## Exercise requirements
Exactly copy the final stretch of the listing below: the line with "Target: wood grain panel" and every line after it.

## Material supplied
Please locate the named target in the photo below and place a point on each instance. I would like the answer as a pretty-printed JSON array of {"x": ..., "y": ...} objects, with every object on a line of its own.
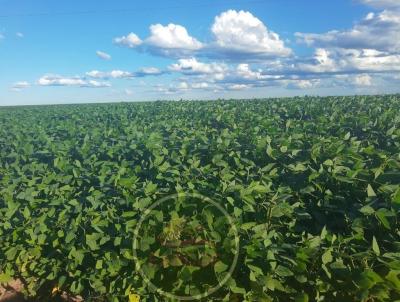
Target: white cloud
[
  {"x": 379, "y": 31},
  {"x": 103, "y": 55},
  {"x": 382, "y": 3},
  {"x": 201, "y": 85},
  {"x": 238, "y": 86},
  {"x": 56, "y": 80},
  {"x": 130, "y": 41},
  {"x": 244, "y": 71},
  {"x": 115, "y": 74},
  {"x": 237, "y": 35},
  {"x": 363, "y": 80},
  {"x": 242, "y": 34},
  {"x": 120, "y": 74},
  {"x": 193, "y": 67},
  {"x": 302, "y": 84},
  {"x": 341, "y": 60},
  {"x": 18, "y": 86},
  {"x": 128, "y": 92},
  {"x": 172, "y": 36},
  {"x": 150, "y": 70},
  {"x": 171, "y": 40}
]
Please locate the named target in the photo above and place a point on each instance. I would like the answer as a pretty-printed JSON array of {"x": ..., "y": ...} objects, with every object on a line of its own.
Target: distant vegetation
[{"x": 312, "y": 184}]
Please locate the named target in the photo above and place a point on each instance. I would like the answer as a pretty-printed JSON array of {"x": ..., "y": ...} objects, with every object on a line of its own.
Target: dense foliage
[{"x": 312, "y": 184}]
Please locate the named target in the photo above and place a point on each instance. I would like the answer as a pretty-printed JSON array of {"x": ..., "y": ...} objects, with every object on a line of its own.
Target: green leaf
[
  {"x": 283, "y": 271},
  {"x": 220, "y": 267},
  {"x": 301, "y": 297},
  {"x": 367, "y": 210},
  {"x": 370, "y": 191},
  {"x": 375, "y": 246},
  {"x": 5, "y": 278},
  {"x": 327, "y": 257}
]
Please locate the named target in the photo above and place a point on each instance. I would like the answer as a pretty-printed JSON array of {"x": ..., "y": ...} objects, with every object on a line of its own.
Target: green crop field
[{"x": 293, "y": 199}]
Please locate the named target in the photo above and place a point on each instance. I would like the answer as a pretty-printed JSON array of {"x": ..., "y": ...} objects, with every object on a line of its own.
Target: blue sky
[{"x": 98, "y": 51}]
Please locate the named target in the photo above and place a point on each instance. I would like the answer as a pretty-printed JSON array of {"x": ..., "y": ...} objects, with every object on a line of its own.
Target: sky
[{"x": 54, "y": 52}]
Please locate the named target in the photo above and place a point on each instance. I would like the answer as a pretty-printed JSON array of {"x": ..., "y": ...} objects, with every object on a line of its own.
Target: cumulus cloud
[
  {"x": 363, "y": 80},
  {"x": 120, "y": 74},
  {"x": 18, "y": 86},
  {"x": 131, "y": 40},
  {"x": 57, "y": 80},
  {"x": 171, "y": 40},
  {"x": 103, "y": 55},
  {"x": 379, "y": 31},
  {"x": 302, "y": 84},
  {"x": 382, "y": 3},
  {"x": 240, "y": 34},
  {"x": 339, "y": 60},
  {"x": 171, "y": 36},
  {"x": 114, "y": 74},
  {"x": 191, "y": 66},
  {"x": 238, "y": 86},
  {"x": 237, "y": 35}
]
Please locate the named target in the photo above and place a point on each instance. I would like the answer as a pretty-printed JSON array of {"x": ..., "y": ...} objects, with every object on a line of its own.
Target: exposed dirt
[{"x": 11, "y": 292}]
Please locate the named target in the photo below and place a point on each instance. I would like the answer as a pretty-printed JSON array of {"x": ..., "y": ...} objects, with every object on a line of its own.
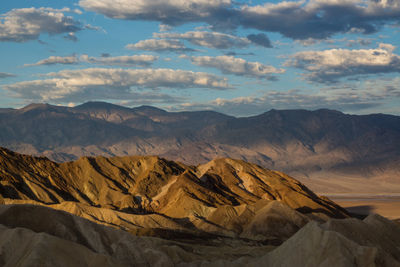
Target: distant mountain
[{"x": 316, "y": 144}]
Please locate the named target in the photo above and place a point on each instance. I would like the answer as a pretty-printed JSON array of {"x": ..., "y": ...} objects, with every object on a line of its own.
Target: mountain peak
[{"x": 98, "y": 105}]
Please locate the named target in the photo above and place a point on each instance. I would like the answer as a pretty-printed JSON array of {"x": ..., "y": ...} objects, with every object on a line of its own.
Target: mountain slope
[
  {"x": 224, "y": 196},
  {"x": 148, "y": 211},
  {"x": 320, "y": 144}
]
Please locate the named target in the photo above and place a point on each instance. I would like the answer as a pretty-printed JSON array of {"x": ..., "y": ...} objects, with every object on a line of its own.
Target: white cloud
[
  {"x": 25, "y": 24},
  {"x": 208, "y": 39},
  {"x": 168, "y": 11},
  {"x": 301, "y": 20},
  {"x": 135, "y": 60},
  {"x": 6, "y": 75},
  {"x": 159, "y": 45},
  {"x": 331, "y": 65},
  {"x": 55, "y": 60},
  {"x": 101, "y": 83},
  {"x": 236, "y": 66}
]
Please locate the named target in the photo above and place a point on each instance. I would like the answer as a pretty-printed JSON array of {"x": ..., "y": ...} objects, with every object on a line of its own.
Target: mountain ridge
[
  {"x": 150, "y": 211},
  {"x": 307, "y": 144}
]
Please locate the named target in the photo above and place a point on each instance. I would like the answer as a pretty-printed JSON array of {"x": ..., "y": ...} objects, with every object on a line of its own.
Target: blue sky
[{"x": 240, "y": 58}]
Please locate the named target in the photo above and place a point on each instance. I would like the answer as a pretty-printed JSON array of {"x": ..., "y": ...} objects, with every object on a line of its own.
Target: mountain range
[
  {"x": 318, "y": 146},
  {"x": 150, "y": 211}
]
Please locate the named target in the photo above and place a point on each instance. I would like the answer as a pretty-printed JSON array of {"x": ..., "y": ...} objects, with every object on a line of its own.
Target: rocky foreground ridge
[
  {"x": 148, "y": 211},
  {"x": 315, "y": 144}
]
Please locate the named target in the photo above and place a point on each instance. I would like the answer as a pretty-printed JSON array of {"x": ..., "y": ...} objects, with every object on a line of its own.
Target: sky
[{"x": 237, "y": 57}]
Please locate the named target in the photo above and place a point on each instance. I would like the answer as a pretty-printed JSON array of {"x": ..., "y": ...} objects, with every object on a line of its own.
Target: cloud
[
  {"x": 320, "y": 19},
  {"x": 55, "y": 60},
  {"x": 260, "y": 39},
  {"x": 371, "y": 94},
  {"x": 169, "y": 12},
  {"x": 102, "y": 83},
  {"x": 160, "y": 45},
  {"x": 71, "y": 36},
  {"x": 25, "y": 24},
  {"x": 208, "y": 39},
  {"x": 135, "y": 60},
  {"x": 6, "y": 75},
  {"x": 301, "y": 20},
  {"x": 330, "y": 65},
  {"x": 236, "y": 66}
]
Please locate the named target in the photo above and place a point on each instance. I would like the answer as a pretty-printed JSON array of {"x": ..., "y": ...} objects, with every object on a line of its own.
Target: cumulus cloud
[
  {"x": 25, "y": 24},
  {"x": 135, "y": 60},
  {"x": 95, "y": 83},
  {"x": 317, "y": 19},
  {"x": 208, "y": 39},
  {"x": 160, "y": 45},
  {"x": 170, "y": 12},
  {"x": 331, "y": 65},
  {"x": 236, "y": 66},
  {"x": 260, "y": 39},
  {"x": 6, "y": 75},
  {"x": 55, "y": 60}
]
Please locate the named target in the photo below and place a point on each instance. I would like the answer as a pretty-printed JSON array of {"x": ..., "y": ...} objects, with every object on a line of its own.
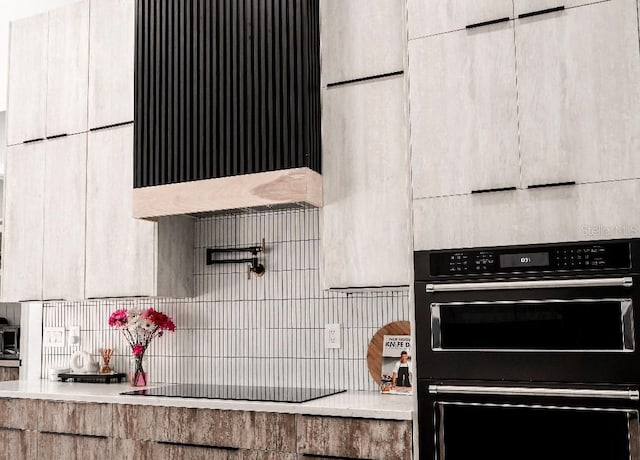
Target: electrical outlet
[
  {"x": 53, "y": 337},
  {"x": 332, "y": 336},
  {"x": 73, "y": 336}
]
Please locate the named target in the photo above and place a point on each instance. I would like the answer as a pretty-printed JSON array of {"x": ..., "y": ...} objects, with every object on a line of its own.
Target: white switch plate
[
  {"x": 332, "y": 336},
  {"x": 73, "y": 336},
  {"x": 53, "y": 337}
]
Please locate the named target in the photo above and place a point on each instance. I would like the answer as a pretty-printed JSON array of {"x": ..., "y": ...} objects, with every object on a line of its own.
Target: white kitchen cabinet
[
  {"x": 64, "y": 217},
  {"x": 579, "y": 94},
  {"x": 111, "y": 62},
  {"x": 365, "y": 218},
  {"x": 532, "y": 6},
  {"x": 68, "y": 69},
  {"x": 570, "y": 213},
  {"x": 361, "y": 38},
  {"x": 22, "y": 242},
  {"x": 126, "y": 256},
  {"x": 27, "y": 81},
  {"x": 464, "y": 125},
  {"x": 430, "y": 17}
]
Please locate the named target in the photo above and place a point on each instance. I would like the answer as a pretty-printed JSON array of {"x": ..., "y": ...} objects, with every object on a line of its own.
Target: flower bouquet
[{"x": 139, "y": 327}]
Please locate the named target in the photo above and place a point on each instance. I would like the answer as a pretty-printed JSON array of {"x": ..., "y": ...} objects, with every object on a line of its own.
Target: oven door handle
[
  {"x": 537, "y": 284},
  {"x": 633, "y": 395}
]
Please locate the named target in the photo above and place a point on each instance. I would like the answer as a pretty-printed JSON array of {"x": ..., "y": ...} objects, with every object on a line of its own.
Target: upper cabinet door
[
  {"x": 361, "y": 38},
  {"x": 64, "y": 217},
  {"x": 111, "y": 62},
  {"x": 579, "y": 96},
  {"x": 365, "y": 229},
  {"x": 27, "y": 102},
  {"x": 464, "y": 129},
  {"x": 429, "y": 17},
  {"x": 540, "y": 6},
  {"x": 120, "y": 249},
  {"x": 68, "y": 71},
  {"x": 23, "y": 223}
]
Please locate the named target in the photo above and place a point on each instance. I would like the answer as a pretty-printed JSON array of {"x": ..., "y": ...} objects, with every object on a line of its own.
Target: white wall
[{"x": 9, "y": 11}]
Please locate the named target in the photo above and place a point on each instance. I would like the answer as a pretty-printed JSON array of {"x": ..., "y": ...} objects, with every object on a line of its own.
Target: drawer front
[
  {"x": 129, "y": 449},
  {"x": 18, "y": 444},
  {"x": 354, "y": 438},
  {"x": 21, "y": 414},
  {"x": 207, "y": 427},
  {"x": 72, "y": 447},
  {"x": 75, "y": 418}
]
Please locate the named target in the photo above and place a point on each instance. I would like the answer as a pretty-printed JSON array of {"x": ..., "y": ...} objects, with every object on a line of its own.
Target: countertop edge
[{"x": 331, "y": 406}]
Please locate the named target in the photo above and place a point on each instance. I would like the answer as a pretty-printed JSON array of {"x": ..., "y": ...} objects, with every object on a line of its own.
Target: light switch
[
  {"x": 332, "y": 336},
  {"x": 73, "y": 337},
  {"x": 53, "y": 337}
]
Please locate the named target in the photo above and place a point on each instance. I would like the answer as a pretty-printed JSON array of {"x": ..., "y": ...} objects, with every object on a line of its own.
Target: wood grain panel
[
  {"x": 71, "y": 447},
  {"x": 237, "y": 429},
  {"x": 20, "y": 414},
  {"x": 290, "y": 186},
  {"x": 17, "y": 444},
  {"x": 354, "y": 438},
  {"x": 75, "y": 418}
]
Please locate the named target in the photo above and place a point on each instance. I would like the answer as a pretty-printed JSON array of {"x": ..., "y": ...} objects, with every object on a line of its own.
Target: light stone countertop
[{"x": 361, "y": 404}]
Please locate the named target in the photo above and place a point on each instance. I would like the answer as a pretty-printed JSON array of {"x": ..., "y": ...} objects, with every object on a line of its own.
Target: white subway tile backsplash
[{"x": 258, "y": 331}]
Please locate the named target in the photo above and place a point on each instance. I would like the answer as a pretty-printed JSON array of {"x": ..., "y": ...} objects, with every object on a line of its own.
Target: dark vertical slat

## Solved exercise
Target: wood grain panel
[
  {"x": 71, "y": 447},
  {"x": 237, "y": 429},
  {"x": 20, "y": 414},
  {"x": 290, "y": 186},
  {"x": 17, "y": 444},
  {"x": 354, "y": 438},
  {"x": 75, "y": 418}
]
Please locate the named target in the photo above and place a point on each instance. I would like the answer as a pretty-printed JSON array of {"x": ..., "y": ...} objects, with every object on a line of its own.
Target: light stone countertop
[{"x": 361, "y": 404}]
Please locate the named target in the photo above and place a point on each instance. I would like the answer as a pretty-printed JSON array of {"x": ..., "y": ...} objects, with every object on a line of its own.
Target: white subway tile backsplash
[{"x": 258, "y": 331}]
Please locate the named target in the photo above and place a point on each instance. I would like the answer as a pretty-printed JSON array of {"x": ..., "y": ...} objects, with every object on a line of its own.
Target: dark vertical slat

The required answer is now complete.